# AIM OF THE TASK
Scan the entries below and count the lines holding the string "taillight". Supply only the number.

(Referring expression pointing data)
---+---
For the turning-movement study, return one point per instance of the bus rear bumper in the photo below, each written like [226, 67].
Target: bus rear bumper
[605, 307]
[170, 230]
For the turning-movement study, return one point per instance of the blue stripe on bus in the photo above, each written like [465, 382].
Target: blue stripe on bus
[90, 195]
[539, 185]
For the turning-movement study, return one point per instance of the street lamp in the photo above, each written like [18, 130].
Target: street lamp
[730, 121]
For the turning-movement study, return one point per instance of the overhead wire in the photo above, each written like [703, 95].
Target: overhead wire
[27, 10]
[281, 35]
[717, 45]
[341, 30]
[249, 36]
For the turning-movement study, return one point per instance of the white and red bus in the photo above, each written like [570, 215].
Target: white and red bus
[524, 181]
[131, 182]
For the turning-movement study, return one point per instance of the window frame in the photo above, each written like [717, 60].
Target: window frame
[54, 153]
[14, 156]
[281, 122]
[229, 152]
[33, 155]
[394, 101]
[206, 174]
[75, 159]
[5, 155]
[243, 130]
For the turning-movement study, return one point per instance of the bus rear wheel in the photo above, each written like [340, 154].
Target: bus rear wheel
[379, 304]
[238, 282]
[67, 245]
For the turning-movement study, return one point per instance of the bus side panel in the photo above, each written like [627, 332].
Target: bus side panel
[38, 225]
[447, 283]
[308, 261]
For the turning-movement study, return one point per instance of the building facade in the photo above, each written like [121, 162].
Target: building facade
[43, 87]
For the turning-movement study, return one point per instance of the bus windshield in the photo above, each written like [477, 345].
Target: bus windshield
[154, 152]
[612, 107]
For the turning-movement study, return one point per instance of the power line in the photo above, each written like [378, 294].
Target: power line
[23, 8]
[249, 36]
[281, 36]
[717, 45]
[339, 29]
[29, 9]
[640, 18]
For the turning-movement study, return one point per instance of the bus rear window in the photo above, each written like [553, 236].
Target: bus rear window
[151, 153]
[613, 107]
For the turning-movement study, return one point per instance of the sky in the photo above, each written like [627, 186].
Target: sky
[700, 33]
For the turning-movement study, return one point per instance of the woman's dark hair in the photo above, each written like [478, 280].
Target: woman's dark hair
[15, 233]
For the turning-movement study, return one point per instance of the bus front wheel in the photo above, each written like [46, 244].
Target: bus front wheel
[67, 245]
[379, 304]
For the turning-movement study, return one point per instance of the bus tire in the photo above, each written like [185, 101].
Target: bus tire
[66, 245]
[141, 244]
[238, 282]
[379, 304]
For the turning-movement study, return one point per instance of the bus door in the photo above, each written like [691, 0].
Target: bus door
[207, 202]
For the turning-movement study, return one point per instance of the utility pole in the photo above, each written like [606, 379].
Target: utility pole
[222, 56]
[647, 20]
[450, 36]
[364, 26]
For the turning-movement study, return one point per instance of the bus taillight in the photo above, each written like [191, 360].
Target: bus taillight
---+---
# SOLUTION TO THE EXERCISE
2